> Supplied material
+ + + + + + +

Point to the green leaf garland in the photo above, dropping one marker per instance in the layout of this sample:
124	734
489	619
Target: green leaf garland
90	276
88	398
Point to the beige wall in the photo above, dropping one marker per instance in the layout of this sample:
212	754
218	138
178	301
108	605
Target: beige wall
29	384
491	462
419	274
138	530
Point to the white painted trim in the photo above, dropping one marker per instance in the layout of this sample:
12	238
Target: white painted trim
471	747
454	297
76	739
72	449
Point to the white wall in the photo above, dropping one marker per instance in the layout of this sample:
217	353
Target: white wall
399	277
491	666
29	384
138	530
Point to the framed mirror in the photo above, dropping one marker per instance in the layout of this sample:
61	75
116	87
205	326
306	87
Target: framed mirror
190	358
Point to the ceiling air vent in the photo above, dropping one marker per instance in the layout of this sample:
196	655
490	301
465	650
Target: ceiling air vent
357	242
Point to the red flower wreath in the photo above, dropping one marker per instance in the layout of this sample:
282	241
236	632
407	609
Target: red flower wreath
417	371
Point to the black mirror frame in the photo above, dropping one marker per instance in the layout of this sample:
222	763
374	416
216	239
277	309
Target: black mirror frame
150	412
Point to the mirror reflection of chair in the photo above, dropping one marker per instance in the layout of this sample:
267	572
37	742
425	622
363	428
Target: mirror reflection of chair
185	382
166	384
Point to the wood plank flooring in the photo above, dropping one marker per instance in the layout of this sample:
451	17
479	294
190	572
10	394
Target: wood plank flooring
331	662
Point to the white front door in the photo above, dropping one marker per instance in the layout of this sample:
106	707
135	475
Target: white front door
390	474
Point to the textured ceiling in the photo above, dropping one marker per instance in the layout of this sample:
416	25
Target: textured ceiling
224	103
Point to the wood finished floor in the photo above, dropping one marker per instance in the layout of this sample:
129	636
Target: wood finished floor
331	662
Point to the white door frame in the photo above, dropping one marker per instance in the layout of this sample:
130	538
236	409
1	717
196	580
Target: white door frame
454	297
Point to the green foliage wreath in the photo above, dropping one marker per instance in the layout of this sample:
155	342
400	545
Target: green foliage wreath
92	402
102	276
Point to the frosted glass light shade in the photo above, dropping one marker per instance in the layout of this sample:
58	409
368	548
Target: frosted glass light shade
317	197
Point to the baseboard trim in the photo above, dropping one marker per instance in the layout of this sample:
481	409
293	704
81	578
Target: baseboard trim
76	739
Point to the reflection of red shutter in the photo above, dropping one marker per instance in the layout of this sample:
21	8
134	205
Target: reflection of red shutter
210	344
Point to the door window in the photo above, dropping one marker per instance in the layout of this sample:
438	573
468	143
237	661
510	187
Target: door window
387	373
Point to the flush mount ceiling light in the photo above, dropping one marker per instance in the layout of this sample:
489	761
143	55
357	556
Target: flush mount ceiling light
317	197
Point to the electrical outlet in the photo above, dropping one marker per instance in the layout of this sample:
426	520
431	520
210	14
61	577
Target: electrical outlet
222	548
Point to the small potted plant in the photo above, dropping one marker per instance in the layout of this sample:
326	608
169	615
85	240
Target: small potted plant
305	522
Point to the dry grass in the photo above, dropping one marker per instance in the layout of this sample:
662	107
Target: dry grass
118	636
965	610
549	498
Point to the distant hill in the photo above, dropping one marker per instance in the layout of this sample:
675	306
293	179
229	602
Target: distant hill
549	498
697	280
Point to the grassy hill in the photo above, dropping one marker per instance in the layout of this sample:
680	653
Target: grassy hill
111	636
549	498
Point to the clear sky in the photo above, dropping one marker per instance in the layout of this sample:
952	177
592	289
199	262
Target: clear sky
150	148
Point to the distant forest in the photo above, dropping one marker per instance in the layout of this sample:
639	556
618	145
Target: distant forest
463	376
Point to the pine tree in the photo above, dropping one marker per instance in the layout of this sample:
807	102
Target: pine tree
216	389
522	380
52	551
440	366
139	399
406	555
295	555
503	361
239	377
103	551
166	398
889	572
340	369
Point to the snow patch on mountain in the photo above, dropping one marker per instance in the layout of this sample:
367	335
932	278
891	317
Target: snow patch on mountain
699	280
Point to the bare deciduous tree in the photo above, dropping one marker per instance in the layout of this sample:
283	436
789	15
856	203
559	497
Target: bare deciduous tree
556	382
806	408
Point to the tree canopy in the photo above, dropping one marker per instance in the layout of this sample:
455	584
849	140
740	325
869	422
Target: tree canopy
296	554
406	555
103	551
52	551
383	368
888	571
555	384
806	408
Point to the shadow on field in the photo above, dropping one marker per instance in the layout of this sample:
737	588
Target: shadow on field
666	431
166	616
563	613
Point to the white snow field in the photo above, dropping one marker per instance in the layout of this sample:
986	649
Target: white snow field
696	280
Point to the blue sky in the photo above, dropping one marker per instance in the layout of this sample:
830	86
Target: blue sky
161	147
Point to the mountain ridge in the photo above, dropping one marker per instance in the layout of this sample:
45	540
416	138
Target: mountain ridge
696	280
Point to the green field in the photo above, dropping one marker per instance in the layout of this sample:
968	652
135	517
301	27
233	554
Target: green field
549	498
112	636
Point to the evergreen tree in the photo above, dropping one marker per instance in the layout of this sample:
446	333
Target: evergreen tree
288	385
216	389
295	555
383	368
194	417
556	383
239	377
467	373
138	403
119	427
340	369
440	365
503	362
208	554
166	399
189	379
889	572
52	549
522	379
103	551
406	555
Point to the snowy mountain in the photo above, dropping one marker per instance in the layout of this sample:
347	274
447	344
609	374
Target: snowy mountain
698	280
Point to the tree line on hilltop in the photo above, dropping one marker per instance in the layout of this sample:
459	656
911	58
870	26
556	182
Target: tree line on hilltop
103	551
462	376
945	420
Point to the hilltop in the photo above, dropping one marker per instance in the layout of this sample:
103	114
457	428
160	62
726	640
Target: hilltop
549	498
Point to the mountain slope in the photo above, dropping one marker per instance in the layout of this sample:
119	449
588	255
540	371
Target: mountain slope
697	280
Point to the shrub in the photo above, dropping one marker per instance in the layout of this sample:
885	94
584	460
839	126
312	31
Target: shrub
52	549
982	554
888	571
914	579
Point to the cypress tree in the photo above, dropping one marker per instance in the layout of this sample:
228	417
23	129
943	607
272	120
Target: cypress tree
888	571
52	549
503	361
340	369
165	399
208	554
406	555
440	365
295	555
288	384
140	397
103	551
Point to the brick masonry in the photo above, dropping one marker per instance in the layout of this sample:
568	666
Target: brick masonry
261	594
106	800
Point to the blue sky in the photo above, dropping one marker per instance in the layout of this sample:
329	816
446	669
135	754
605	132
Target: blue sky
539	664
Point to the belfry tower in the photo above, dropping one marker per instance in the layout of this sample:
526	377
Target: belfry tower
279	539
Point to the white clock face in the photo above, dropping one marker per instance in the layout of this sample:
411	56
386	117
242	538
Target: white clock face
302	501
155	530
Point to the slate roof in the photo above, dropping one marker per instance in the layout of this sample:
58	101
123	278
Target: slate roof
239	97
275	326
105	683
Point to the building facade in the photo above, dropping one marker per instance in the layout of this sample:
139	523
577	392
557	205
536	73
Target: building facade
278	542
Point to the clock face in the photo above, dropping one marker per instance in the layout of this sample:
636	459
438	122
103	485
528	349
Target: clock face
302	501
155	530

+ + + + + + +

Write out each entry exactly, and omit nothing.

> Answer to the exercise
Point to the green leaf garland in the photo above, dropping one marker per instance in the layout of this sample:
124	734
489	619
Target: green leaf garland
90	276
88	398
Point to the beige wall in the photo above, dropping one marker per instance in the layout of this sample:
212	754
218	138
178	301
108	605
Target: beige wall
29	384
491	462
419	274
138	530
Point to the white painted trim in the photo above, dropping one marker per instance in the layout of this sample:
12	238
Target: white painted trim
471	747
454	297
76	739
72	449
Point to the white wall in the photo above, dropping one marker per instance in the layout of this sample:
217	353
Target: white wall
399	277
491	666
29	384
138	530
Point to the framed mirror in the photo above, dropping one marker per instance in the layout of this sample:
61	75
116	87
205	326
306	87
Target: framed mirror
190	358
Point to the ceiling air vent in the photo above, dropping one marker per instance in the layout of this sample:
196	655
490	301
465	650
Target: ceiling air vent
357	242
Point to the red flower wreath in the photo above, dropping one marker per instance in the layout of this sample:
282	241
236	632
407	609
Target: red flower wreath
417	371
Point to the black mirror frame in the photo above, dropping one marker per instance in the layout of this sample:
222	763
374	416
216	239
277	309
Target: black mirror frame
150	412
Point to the mirror reflection of chair in the photo above, dropping one marker per instance in the layout of this sample:
267	572
37	742
425	622
363	428
Target: mirror reflection of chair
185	382
166	384
Point to the wood plank flooring in the photo above, dropping one marker per instance in the layout of this sample:
451	17
479	294
190	572
10	394
Target: wood plank flooring
331	662
Point to the white front door in the photo above, dropping one marker per instance in the layout of this sample:
106	707
135	475
Target: white front door
390	474
Point to the textured ceiling in the photo above, dropping one marker per instance in the layout of this sample:
416	25
Target: textured ceiling
224	103
Point to the wood finished floor in the photo above, dropping one marker per instance in the layout of this sample:
129	636
Target: wood finished floor
331	662
Point to the white door frame in the photo above, dropping one marker per instance in the layout of this sample:
130	538
236	409
1	717
196	580
Target: white door frame
454	297
Point to the green foliage wreath in the photo above, dropping one marker per instance in the layout of this sample:
155	342
400	545
Target: green foliage wreath
92	402
102	276
Point to the frosted glass light shade in the photo above, dropping one marker per instance in the layout of this sample:
58	409
368	548
Target: frosted glass light shade
317	197
Point to the baseboard trim in the photo above, dropping one marker per instance in the layout of this sample:
481	409
293	704
81	578
Target: baseboard trim
76	739
Point to the reflection of red shutter in the photo above, dropping one marker per instance in the layout of this sample:
21	8
134	205
Target: reflection of red shutter
210	344
Point to the door window in the photo above, dropping one marker per instance in the layout of this sample:
438	573
468	143
237	661
510	187
Target: door window
387	373
Point to the flush mount ceiling light in the photo above, dropping one marker per instance in the layout of this sample:
489	761
143	55
357	556
Target: flush mount ceiling light
317	197
Point to the electrical outlet in the photo above, dropping one marker per instance in the layout of this sample:
426	520
431	520
210	14
61	577
Target: electrical outlet
222	548
Point to the small potted plant in the photo above, dropping one marker per instance in the layout of this sample:
326	608
169	615
85	240
Target: small potted plant
305	522
Point to the dry grass in the photo above, dropping one marker per instance in the layout of this sample:
662	107
Target: dry grass
118	636
965	610
549	498
Point to the distant hill in the photo above, dropping one marker per instance in the layout of this sample:
675	306
293	179
229	602
Target: distant hill
549	498
697	280
Point to the grassy hill in the photo above, dropping one marker per instance in the layout of this sample:
680	653
Target: grassy hill
111	636
549	498
Point to the clear sky in the photo above, dropping one marker per instance in the layout of this sample:
952	177
592	289
199	262
Target: clear sky
150	148
Point to the distant forest in the photo above, dropping one marker per instance in the layout of this sample:
639	556
618	145
Target: distant forest
463	376
Point to the pine tree in the photo above, dropping one marker per instance in the layout of this sample:
807	102
Target: pine tree
216	389
522	380
52	551
440	366
139	399
406	555
295	555
503	361
239	377
103	551
166	398
889	572
340	369
Point to the snow patch on mountain in the photo above, dropping one marker per instance in the layout of this sample:
367	335
932	278
891	317
Target: snow patch on mountain
699	280
Point to the bare deciduous tree in the photo above, dropping one marker per instance in the layout of this sample:
283	436
789	15
856	203
559	497
Target: bare deciduous tree
556	382
806	408
Point to the tree canopy in the photo above, dropping one marker per instance in the layout of this sample:
455	584
849	140
740	325
869	422
Target: tree canopy
296	554
406	555
103	551
52	551
383	368
888	571
555	384
806	408
Point to the shadow on field in the photo above, dropping one marker per instance in the layout of this sample:
737	588
Target: shadow on field
666	431
166	616
563	613
Point to the white snow field in the photo above, dropping one marker per instance in the layout of this sample:
986	649
Target: white snow field
696	280
Point to the blue sky in the photo above, dropping one marker per instance in the layout of this sample:
830	86
Target: blue sky
161	147
Point to the mountain ridge in the photo above, dropping one marker per instance in the layout of this sample:
45	540
416	138
Target: mountain ridge
696	280
Point to the green field in the photo above, dropping one marker per instance in the layout of this sample:
968	652
135	517
301	27
233	554
Target: green field
549	498
112	636
Point to the evergreen tree in the photo above, dropping one marker per instance in the layout of this sample:
446	333
Target: evergreen tree
288	385
216	389
295	555
383	368
194	417
556	383
239	377
467	373
138	403
119	427
340	369
440	365
503	362
208	554
166	399
189	379
889	572
52	549
522	379
103	551
406	555
Point to the snowy mountain in the photo above, dropping one marker per instance in the layout of this sample:
347	274
447	344
609	374
Target: snowy mountain
698	280
Point to the tree line on hilltop in the photo above, dropping one marker per instance in the layout of this sample:
459	656
911	58
870	26
556	182
Target: tree line on hilltop
103	551
462	376
945	420
Point to the hilltop in the photo above, dropping one marker per instance in the layout of this sample:
103	114
457	428
160	62
726	640
Target: hilltop
549	498
Point to the mountain slope in the photo above, dropping one marker per instance in the layout of this sample:
119	449
588	255
540	371
Target: mountain slope
697	280
Point to the shrub in the photo above, dropping one marker per instance in the layout of this sample:
885	94
584	460
839	126
312	31
Target: shrub
52	549
982	554
888	571
914	579
Point to the cypress tree in the photo above, dropping one marker per instance in the layout of this sample:
228	417
23	129
943	607
272	120
Target: cypress tree
888	571
52	549
503	361
340	369
165	399
208	554
406	555
440	365
295	555
288	384
140	397
103	551
Point to the brick masonry in the photo above, dropping one marker per instance in the layout of this sample:
568	666
Target: brick masonry
261	594
106	800
Point to the blue sky in the photo above, dropping one marker per instance in the layout of this sample:
329	816
446	669
135	754
605	132
Target: blue sky
539	664
Point to the belfry tower in the photo above, dropping one marker per instance in the layout of this sample:
526	377
Target: belfry tower
279	539
Point to the white clock face in the photo above, dropping one marker per instance in the layout of this sample:
411	56
386	117
242	538
Target: white clock face
302	501
155	530
Point to the slate roof in the photo above, dropping one marker per instance in the layout of this sample:
58	101
123	278
Target: slate roof
239	97
275	326
105	683
Point to the building facade in the photo above, dropping one marker per instance in the layout of this sample:
139	523
577	392
557	205
536	73
Target: building facade
278	542
Point to the clock face in the photo above, dropping one marker per instance in the layout of this sample:
636	459
438	122
103	485
528	349
Target: clock face
302	501
155	530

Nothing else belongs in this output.